Configure the Windows Registry to require User Account Control (UAC) approval for any PsExec operations requiring administrator privileges to reduce the risk of lateral movement by PsExec.

In addition, FBI and CISA recommend network defenders apply the following mitigations to limit potential adversarial use of common system and network discovery techniques and to reduce the impact and risk of compromise by ransomware or data extortion actors:

  • Disable File and Printer sharing services. If these services are required, use strong passwords or Active Directory authentication.
  • Implement a recovery plan to maintain and retain multiple copies of sensitive or proprietary data and servers in a physically separate, segmented, and secure location (e.g., hard drive, storage device, or the cloud).
  • Maintain offline backups of data, and regularly maintain backup and restoration (daily or weekly at minimum). By instituting this practice, an organization minimizes the impact of disruption to business practices as they will not be as severe and/or only have irretrievable data [CPG 2.R]. Recommend organizations follow the 3-2-1 backup strategy in which organizations have three copies of data (one copy of production data and two backup copies) on two different media such as disk and tape, with one copy kept off-site for disaster recovery.
  • Require all accounts with password logins (e.g., service account, admin accounts, and domain admin accounts) to comply with NIST’s standards for developing and managing password policies.
    • Use longer passwords consisting of at least 15 characters [CPG 2.B].
    • Store passwords in hashed format using industry-recognized password managers.
    • Add password user “salts” to shared login credentials.
    • Avoid reusing passwords [CPG 2.C].
    • Implement multiple failed login attempt account lockouts [CPG 2.G].
    • Disable password “hints.”
    • Refrain from requiring password changes more frequently than once per year.
      Note: NIST guidance suggests favoring longer passwords instead of requiring regular and frequent password resets. Frequent password resets are more likely to result in users developing password “patterns” cyber criminals can easily decipher.

_SET OF TASKS_.
[a] Answer these from the mitigation guidance:
(i) What minimum password length does it call for?
(ii) Under the 3-2-1 backup strategy, how many copies are kept off-site?
(iii) At most how often should password changes be required?
[b] Name every CPG reference cited in the mitigation guidance.
[c] Carry on the mitigation guidance from its last sentence.
The listing that comes next is not needed for any of this work.

_Collection entries_.
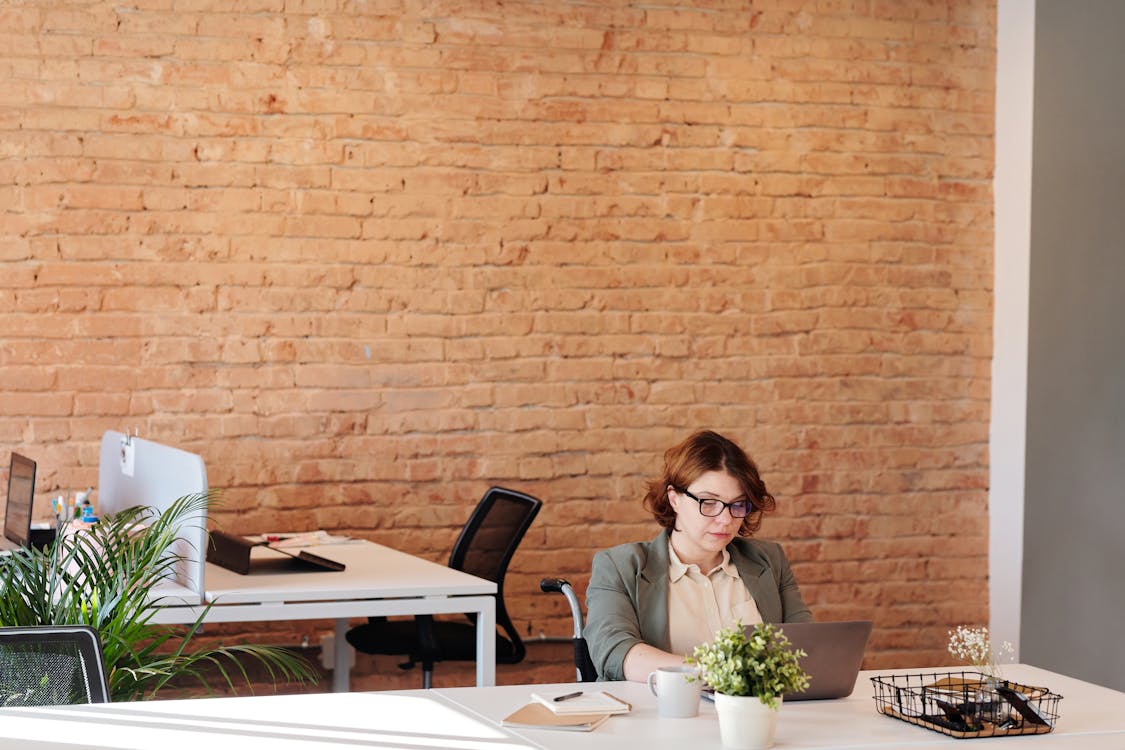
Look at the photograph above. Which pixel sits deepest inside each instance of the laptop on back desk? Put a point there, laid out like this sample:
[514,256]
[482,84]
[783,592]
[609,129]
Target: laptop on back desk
[17,517]
[835,653]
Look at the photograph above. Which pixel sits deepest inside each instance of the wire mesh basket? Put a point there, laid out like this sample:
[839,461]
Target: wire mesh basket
[966,705]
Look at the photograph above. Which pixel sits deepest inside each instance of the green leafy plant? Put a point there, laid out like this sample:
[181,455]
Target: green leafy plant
[762,665]
[101,577]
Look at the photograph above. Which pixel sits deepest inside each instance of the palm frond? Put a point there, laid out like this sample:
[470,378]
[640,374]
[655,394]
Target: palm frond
[102,577]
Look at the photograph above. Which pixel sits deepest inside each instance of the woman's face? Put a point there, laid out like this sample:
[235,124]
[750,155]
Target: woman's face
[704,538]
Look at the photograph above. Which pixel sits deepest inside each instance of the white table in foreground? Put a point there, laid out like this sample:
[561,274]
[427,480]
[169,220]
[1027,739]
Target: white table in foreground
[412,720]
[377,580]
[1090,717]
[468,719]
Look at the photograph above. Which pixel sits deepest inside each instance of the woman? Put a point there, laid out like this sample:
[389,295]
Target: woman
[650,603]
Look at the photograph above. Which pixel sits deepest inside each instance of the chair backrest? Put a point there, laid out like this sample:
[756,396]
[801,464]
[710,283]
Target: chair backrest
[487,543]
[493,532]
[51,666]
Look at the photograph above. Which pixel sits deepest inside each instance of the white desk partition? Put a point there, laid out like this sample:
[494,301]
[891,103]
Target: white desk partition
[376,581]
[133,471]
[1091,717]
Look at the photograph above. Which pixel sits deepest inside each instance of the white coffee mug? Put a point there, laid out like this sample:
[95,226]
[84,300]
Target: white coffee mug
[676,690]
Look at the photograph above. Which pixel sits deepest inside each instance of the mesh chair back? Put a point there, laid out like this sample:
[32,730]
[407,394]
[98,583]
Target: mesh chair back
[493,532]
[51,666]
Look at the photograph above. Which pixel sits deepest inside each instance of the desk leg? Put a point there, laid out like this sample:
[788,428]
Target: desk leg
[486,643]
[341,671]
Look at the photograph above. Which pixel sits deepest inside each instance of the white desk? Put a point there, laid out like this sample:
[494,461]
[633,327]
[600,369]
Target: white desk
[1090,717]
[415,720]
[377,580]
[468,719]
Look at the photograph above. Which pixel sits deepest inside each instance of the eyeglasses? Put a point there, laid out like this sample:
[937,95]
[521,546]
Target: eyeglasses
[712,507]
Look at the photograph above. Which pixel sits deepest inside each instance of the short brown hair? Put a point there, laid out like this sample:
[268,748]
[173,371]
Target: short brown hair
[708,451]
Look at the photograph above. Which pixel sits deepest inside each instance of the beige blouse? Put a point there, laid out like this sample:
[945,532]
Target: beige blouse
[700,604]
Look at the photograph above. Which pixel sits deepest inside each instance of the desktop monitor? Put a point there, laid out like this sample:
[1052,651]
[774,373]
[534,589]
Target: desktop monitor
[134,471]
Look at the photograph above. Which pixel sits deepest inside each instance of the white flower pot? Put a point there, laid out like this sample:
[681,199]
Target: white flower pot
[745,723]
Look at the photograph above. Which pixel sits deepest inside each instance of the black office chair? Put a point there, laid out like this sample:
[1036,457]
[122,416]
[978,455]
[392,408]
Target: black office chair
[583,665]
[484,549]
[51,666]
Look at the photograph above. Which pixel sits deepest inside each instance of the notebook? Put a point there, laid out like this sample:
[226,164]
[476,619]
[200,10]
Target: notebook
[536,715]
[17,517]
[582,703]
[835,653]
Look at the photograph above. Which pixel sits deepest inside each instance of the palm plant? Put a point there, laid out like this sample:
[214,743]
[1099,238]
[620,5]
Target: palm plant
[101,577]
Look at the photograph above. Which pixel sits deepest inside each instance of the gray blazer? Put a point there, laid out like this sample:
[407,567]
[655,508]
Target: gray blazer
[627,601]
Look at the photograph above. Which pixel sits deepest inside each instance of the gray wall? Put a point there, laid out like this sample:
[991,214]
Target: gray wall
[1073,597]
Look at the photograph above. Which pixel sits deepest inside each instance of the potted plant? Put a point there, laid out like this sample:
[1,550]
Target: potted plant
[100,577]
[749,676]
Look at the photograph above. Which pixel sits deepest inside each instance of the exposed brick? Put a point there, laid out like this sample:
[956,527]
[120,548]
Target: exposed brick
[370,263]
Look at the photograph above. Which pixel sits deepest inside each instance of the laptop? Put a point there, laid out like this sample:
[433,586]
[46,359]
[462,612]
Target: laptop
[835,653]
[17,515]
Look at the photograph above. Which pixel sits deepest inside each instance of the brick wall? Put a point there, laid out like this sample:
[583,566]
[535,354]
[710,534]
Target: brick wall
[370,258]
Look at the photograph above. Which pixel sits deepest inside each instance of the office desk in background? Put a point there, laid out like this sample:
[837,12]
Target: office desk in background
[377,580]
[1091,719]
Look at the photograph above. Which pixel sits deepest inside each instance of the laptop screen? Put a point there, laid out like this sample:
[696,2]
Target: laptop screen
[17,520]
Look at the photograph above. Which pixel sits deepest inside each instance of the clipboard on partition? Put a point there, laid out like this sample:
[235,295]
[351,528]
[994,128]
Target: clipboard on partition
[233,553]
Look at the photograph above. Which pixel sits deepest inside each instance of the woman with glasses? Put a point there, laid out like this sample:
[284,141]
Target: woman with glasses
[650,603]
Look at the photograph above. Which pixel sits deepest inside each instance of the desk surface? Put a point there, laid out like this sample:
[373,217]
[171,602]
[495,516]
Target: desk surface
[371,571]
[468,719]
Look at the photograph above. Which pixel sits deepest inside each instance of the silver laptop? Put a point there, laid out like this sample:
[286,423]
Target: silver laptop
[17,516]
[835,653]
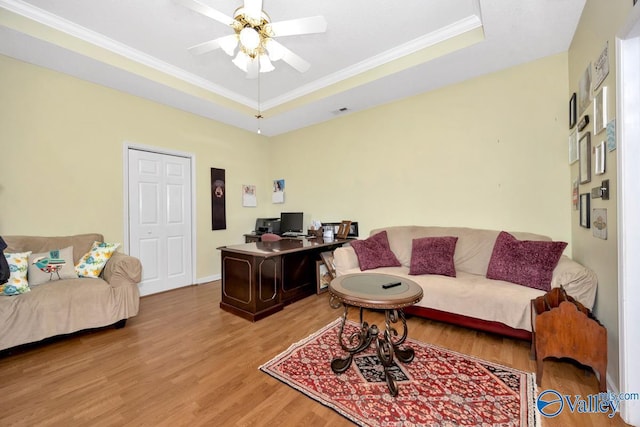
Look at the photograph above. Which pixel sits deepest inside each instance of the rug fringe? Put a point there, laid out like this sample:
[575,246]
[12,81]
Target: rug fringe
[302,341]
[534,415]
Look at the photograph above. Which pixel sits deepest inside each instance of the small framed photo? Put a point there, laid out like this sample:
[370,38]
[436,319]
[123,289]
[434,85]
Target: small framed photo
[600,111]
[584,156]
[324,278]
[573,110]
[573,147]
[585,220]
[599,167]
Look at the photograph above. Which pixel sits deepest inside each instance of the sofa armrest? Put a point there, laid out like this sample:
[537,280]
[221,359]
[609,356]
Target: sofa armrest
[579,281]
[122,270]
[345,259]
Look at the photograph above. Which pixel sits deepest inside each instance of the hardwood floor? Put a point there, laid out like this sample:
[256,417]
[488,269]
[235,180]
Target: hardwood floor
[183,361]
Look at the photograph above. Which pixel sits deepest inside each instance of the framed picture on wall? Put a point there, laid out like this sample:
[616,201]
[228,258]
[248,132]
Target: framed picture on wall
[600,165]
[584,210]
[600,111]
[573,110]
[573,147]
[584,156]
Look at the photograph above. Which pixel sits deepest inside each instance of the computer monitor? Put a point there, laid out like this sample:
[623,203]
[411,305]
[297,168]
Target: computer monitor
[291,222]
[267,225]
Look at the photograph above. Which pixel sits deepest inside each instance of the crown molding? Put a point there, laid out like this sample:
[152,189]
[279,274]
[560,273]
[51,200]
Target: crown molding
[96,39]
[455,29]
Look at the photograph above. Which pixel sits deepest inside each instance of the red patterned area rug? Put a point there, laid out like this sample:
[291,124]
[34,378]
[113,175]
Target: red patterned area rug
[438,388]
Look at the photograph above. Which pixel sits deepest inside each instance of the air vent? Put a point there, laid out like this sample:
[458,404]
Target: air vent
[340,111]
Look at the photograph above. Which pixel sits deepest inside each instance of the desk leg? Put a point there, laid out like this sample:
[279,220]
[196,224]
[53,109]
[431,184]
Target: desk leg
[356,342]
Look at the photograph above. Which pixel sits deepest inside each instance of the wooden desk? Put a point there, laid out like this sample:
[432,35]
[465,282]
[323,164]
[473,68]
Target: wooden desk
[260,278]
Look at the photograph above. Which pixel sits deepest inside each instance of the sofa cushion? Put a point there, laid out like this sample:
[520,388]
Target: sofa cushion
[374,252]
[92,263]
[52,265]
[433,255]
[81,243]
[18,266]
[525,262]
[473,250]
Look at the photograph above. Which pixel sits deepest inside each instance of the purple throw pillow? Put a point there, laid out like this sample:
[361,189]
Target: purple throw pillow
[433,255]
[375,252]
[525,262]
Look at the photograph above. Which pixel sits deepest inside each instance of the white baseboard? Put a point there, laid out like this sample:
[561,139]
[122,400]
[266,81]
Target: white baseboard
[208,279]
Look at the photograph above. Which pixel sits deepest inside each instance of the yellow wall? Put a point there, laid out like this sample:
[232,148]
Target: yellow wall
[600,22]
[62,169]
[489,152]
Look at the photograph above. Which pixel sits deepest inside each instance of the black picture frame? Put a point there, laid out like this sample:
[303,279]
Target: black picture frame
[585,214]
[218,200]
[573,111]
[584,158]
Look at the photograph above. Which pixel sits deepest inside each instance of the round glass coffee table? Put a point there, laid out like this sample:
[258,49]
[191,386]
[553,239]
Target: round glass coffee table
[377,291]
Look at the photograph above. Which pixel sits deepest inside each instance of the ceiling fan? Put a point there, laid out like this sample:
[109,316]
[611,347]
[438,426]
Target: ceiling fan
[253,41]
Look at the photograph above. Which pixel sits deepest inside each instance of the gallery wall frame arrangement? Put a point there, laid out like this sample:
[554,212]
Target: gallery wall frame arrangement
[573,110]
[585,219]
[600,163]
[600,111]
[573,147]
[584,156]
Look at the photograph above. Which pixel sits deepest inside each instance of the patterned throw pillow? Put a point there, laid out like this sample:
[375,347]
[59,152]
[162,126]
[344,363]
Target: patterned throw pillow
[375,252]
[18,265]
[92,263]
[52,265]
[433,255]
[525,262]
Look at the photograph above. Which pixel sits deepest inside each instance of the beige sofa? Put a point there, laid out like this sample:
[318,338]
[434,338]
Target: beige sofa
[471,299]
[69,305]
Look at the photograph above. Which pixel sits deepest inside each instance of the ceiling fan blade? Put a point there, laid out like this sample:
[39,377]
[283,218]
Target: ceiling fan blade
[205,10]
[291,58]
[253,67]
[310,25]
[253,9]
[227,43]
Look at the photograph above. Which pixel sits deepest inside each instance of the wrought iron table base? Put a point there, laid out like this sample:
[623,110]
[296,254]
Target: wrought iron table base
[387,347]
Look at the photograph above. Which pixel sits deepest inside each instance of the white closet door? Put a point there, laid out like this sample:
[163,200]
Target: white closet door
[160,219]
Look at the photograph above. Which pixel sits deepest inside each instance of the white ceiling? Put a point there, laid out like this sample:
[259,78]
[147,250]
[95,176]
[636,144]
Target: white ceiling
[373,52]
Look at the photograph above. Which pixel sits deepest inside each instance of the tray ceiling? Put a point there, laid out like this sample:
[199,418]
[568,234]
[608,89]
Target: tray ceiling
[372,53]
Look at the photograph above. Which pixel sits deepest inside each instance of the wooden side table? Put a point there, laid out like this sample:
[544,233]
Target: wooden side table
[564,331]
[372,290]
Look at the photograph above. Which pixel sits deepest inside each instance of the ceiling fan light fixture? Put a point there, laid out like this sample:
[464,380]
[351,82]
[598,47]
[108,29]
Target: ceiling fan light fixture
[241,60]
[249,38]
[229,44]
[275,50]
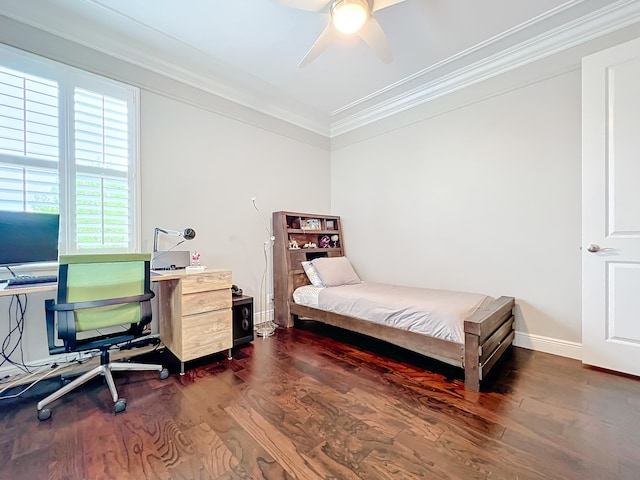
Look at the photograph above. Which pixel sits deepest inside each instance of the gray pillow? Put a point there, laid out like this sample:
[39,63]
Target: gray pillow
[335,271]
[312,274]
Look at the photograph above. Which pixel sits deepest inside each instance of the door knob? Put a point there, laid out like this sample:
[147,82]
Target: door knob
[594,248]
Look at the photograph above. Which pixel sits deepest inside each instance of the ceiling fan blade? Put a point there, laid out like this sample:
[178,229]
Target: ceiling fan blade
[307,5]
[380,4]
[324,40]
[374,36]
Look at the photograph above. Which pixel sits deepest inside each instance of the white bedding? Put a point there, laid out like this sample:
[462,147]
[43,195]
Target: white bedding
[437,313]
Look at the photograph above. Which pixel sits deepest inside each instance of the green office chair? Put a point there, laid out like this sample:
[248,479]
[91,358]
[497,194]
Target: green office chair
[103,301]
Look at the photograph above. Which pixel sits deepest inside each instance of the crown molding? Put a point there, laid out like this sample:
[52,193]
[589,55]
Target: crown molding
[613,17]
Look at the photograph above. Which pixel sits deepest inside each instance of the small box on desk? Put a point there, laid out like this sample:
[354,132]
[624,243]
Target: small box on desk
[242,320]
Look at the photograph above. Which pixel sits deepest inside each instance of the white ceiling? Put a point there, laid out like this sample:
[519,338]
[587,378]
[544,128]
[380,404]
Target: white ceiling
[248,50]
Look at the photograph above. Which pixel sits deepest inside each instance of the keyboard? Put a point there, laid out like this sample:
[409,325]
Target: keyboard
[32,279]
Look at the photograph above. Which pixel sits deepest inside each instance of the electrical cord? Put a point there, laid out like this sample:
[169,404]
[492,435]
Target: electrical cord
[7,350]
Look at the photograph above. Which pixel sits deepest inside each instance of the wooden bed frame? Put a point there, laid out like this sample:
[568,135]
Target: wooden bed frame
[488,332]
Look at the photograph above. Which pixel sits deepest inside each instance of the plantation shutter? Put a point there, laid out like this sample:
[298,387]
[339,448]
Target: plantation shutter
[28,143]
[102,167]
[68,145]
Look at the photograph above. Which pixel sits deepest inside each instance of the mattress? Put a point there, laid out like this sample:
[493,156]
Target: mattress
[433,312]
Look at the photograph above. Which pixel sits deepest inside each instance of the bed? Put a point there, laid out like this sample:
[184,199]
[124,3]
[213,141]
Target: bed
[485,325]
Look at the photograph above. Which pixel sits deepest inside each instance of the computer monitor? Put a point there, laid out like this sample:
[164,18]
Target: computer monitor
[28,237]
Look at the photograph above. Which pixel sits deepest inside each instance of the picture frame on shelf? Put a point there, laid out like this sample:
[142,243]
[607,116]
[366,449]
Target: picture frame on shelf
[311,224]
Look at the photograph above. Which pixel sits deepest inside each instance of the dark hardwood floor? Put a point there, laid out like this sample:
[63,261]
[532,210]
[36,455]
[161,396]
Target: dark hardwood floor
[301,405]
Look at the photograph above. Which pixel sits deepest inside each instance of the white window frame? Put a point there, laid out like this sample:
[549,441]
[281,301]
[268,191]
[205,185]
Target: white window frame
[69,78]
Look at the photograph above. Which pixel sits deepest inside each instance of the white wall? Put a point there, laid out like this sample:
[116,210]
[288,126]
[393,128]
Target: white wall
[201,170]
[202,159]
[482,198]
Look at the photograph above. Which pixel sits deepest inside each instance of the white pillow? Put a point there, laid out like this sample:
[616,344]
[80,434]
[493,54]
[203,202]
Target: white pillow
[335,271]
[312,274]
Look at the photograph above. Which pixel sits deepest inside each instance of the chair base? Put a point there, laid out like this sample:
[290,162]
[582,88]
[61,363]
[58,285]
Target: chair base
[105,370]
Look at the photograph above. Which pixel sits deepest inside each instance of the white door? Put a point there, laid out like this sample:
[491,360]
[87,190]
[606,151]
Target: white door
[611,208]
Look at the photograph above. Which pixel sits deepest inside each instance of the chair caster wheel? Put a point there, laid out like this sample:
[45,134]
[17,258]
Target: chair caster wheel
[44,414]
[120,405]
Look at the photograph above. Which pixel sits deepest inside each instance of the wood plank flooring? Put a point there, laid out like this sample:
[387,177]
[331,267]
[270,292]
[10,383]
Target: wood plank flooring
[304,405]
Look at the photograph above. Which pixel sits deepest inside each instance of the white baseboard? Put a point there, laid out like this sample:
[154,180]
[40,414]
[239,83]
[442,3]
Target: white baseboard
[554,346]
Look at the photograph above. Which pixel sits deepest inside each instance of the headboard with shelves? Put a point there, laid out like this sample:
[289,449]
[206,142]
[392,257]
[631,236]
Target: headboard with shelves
[299,237]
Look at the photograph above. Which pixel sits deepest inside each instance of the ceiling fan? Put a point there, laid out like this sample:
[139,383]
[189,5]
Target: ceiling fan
[348,17]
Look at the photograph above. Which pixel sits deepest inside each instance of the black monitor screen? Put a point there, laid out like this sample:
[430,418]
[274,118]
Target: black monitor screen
[27,237]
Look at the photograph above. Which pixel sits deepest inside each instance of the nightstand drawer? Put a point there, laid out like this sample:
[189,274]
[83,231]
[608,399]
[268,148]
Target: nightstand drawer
[206,333]
[202,282]
[193,303]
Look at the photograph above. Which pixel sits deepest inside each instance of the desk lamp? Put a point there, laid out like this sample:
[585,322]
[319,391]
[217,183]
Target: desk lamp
[171,259]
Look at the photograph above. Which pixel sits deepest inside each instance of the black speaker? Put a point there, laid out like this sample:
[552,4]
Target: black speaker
[242,320]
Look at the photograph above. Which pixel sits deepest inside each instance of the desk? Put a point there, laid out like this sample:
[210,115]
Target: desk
[194,311]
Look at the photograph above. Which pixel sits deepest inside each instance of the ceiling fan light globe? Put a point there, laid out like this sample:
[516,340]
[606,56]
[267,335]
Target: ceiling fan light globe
[349,16]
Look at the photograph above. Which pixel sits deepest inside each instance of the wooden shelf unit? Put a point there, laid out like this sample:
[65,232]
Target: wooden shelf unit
[287,261]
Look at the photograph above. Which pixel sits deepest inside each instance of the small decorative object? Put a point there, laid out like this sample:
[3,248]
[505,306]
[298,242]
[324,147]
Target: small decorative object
[312,224]
[195,263]
[324,241]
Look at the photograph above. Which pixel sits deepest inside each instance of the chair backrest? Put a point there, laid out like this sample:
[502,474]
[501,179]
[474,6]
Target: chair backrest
[96,292]
[84,278]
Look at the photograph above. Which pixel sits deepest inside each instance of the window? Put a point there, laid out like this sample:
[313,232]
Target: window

_RESPONSES TO THE TASKS_.
[a]
(i) At least 15 characters.
(ii) One copy.
(iii) No more than once per year.

[b] CPG 2.R, CPG 2.B, CPG 2.C, CPG 2.G

[c]
    • Require administrator credentials to install software.
  • Require phishing-resistant multifactor authentication for all services to the extent possible, particularly for webmail, virtual private networks, and accounts that access critical systems [CPG 2.H].
  • Keep all operating systems, software, and firmware up to date. Timely patching is one of the most efficient and cost-effective steps an organization can take to minimize its exposure to cybersecurity threats. Organizations should patch vulnerable software and hardware systems within 24 to 48 hours of vulnerability disclosure. Prioritize patching known exploited vulnerabilities in internet-facing systems [CPG 1.E].
  • Segment networks to prevent the spread of ransomware. Network segmentation can help prevent the spread of ransomware by controlling traffic flows between—and access to—various subnetworks, restricting further lateral movement [CPG 2.F].
  • Identify, detect, and investigate abnormal activity and potential traversal of the indicated ransomware with a networking monitoring tool. To aid in detecting ransomware, implement a tool that logs and reports all network traffic, including lateral movement activity on a network. Endpoint detection and response (EDR) tools are particularly useful for detecting lateral connections, as they have insight into common and uncommon network connections for each host [CPG 3.A].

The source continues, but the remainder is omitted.